### AIM A
Translate this sentence from the excerpt on Harvard Business School and Enron into Spanish: "He became a partner in the McKinsey consulting firm."
### AIM B
According to the excerpt on Harvard Business School and Enron, what course did Chip Bupp teach?

### EXCERPT PROVIDED
Biz School Blindness
Sank Enron

By JOHN LEBOUTILLIER

Harvard Business School: It's called the West Point of capitalism. In fact, the school's bottom-line-only philosophy has had a poisonous effect on American business practices.
The Enron disaster is the most recent — and spectacular — manifestation.

To illustrate my point, let me take you back to a classroom at the school in the late winter of 1978. The course was productions and operation management, taught by Chip Bupp, a thoughtful and serious man.

On this particular day, the case study involved a company that manufactured a product that might be harmful, even fatal, to the consumer. The question was, what should you do, if you were the company's CEO, in such an ambiguous but potentially dangerous situation?

Several students offered suggestions, none of which galvanized the class. Then a hand shot up, and Bupp said, "Jeff, what would you do?"

Jeff, with his thinning blond hair, wire-rim spectacles and slight Southern drawl, was one of the brightest members of the class and a natural leader. When he talked, as the commercial used to say, everyone listened.

"I'd keep making and selling the product," Jeff said. "My job as a businessman is to be a profit center and to maximize return to the shareholders. It's the government's job to step in if a product is dangerous." Several heads nodded.

Neither Jeff nor those who agreed with him seemed to care about the potential effects of their cavalier attitude. What if the product really did harm consumers? How about the company's employees? Were they in danger during the manufacture of the product? What would happen to the company if the CEO's decision was wrong?

Few in the classroom that day dared to raise these questions. At Harvard Business School — and business schools nationwide — you're considered soft, a wuss, if you dwell on morality or scruples.

As the years went by, Jeff had a meteoric career. He became a partner in the McKinsey consulting firm. From there he joined Enron and was soon promoted to president and chief executive officer.

Jeff is Jeffrey Skilling, who resigned under unexplained circumstances in August after only six months on the job.

In two stock sales before and after his departure, he cashed out $30.6 million worth of Enron stock.

Skilling and other senior managers encouraged employees to buy and keep Enron stock, even when things started to sour, while they were hurriedly selling huge blocks of their own stock. And now Enron has collapsed, "the largest bankruptcy case in American history," according to Sen. John McCain (R-Ariz.).

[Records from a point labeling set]
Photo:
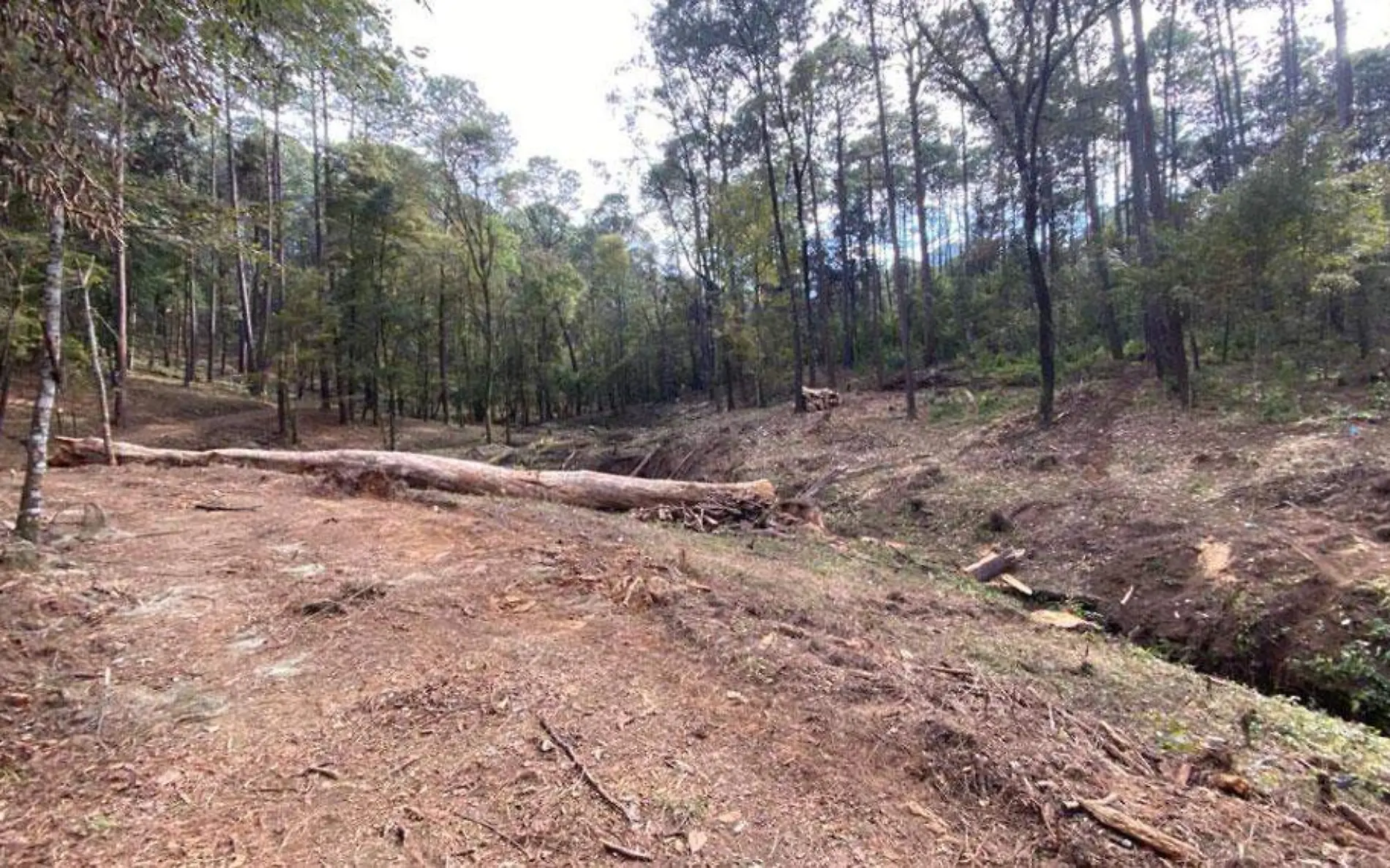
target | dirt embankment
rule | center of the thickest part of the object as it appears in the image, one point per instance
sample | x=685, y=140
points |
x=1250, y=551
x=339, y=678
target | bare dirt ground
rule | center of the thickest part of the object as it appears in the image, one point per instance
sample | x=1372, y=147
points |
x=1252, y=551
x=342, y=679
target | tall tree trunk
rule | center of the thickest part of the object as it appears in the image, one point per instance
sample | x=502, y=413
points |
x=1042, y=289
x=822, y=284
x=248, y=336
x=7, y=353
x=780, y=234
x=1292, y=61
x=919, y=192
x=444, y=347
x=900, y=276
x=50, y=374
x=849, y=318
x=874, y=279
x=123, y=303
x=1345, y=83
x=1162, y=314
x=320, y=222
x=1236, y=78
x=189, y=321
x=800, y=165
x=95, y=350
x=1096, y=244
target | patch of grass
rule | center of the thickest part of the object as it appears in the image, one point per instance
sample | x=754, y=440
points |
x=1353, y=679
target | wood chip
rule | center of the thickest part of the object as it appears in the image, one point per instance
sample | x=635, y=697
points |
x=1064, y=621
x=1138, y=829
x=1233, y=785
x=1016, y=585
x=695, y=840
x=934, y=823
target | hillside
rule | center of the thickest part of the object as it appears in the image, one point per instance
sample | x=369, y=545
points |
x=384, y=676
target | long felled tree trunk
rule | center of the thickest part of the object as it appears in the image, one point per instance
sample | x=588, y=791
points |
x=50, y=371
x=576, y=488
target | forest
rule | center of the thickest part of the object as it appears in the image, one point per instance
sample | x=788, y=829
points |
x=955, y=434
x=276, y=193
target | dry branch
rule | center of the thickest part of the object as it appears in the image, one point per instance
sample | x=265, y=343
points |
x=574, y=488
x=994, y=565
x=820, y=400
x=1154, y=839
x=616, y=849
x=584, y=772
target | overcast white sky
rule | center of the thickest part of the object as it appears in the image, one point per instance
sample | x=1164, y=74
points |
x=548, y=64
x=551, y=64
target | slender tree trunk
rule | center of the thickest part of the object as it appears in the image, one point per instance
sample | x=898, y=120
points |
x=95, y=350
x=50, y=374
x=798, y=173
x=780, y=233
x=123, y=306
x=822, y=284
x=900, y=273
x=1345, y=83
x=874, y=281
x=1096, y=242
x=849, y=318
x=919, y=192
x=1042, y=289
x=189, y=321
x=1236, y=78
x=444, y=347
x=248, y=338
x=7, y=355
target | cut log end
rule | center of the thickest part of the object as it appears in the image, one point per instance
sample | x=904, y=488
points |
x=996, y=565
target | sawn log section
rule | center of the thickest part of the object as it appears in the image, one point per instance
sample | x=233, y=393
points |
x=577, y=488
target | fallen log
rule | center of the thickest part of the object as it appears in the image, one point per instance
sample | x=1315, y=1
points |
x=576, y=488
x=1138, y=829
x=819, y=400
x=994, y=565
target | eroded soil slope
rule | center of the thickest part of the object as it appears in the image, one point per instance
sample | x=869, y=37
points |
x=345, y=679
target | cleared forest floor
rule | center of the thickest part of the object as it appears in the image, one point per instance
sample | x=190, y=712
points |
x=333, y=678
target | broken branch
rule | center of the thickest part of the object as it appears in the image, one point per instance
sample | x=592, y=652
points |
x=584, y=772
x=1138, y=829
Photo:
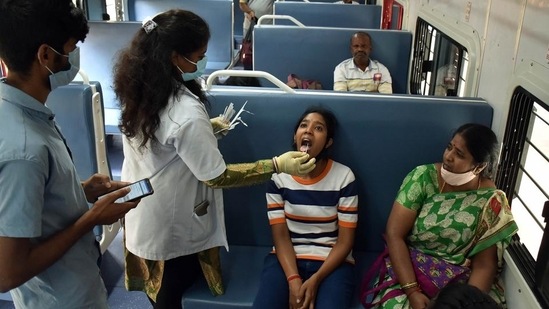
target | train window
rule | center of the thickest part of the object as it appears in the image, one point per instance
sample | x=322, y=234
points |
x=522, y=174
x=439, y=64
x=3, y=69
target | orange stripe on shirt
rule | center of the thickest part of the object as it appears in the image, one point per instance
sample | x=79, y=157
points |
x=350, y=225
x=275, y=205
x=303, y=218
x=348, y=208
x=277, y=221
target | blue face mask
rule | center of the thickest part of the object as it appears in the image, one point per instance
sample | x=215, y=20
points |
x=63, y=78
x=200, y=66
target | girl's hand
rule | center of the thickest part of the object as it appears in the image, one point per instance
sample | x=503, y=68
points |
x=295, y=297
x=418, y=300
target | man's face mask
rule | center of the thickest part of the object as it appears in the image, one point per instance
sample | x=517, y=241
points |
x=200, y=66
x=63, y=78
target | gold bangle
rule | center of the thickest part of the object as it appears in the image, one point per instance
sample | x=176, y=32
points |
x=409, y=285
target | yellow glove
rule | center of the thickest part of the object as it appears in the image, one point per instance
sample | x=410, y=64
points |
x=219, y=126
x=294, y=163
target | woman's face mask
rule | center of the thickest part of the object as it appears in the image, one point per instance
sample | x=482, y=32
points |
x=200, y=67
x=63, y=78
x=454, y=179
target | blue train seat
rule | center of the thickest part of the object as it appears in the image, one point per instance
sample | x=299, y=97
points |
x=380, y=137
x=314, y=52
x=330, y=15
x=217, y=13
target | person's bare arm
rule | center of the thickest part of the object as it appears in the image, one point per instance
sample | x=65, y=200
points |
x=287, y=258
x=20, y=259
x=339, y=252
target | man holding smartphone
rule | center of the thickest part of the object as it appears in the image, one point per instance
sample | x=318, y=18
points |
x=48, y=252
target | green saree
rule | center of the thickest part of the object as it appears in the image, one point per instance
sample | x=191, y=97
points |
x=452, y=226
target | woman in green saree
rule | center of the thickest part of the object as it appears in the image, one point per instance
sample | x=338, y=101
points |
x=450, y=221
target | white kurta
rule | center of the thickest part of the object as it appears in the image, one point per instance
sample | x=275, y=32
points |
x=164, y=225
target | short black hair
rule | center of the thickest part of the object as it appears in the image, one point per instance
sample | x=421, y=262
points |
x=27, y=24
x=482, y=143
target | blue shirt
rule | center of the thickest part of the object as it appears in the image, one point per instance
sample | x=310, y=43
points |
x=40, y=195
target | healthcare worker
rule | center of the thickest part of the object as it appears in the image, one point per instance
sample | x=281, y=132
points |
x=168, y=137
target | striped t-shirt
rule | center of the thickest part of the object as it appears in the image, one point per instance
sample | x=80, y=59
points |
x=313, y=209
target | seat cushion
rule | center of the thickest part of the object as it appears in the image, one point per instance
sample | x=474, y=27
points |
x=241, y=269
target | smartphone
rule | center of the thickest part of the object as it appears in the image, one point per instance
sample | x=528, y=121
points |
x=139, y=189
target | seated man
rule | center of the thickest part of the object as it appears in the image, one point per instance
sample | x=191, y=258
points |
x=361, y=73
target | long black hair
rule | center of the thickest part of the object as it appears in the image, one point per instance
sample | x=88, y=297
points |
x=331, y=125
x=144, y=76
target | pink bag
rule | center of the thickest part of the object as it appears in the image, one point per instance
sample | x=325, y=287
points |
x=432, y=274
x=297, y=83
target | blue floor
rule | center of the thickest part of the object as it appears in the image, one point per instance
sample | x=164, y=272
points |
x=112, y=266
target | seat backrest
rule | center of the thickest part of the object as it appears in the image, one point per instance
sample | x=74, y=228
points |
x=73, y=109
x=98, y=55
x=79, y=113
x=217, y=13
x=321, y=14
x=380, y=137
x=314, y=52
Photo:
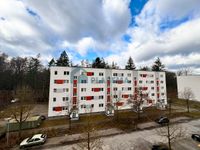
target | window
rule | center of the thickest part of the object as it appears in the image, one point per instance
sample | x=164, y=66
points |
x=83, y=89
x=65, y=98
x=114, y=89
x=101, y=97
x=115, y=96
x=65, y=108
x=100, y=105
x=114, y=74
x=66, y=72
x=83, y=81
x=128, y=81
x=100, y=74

### COMPLETE ANSWER A
Se convirtió en socio de la consultora McKinsey.

### COMPLETE ANSWER B
He taught productions and operation management.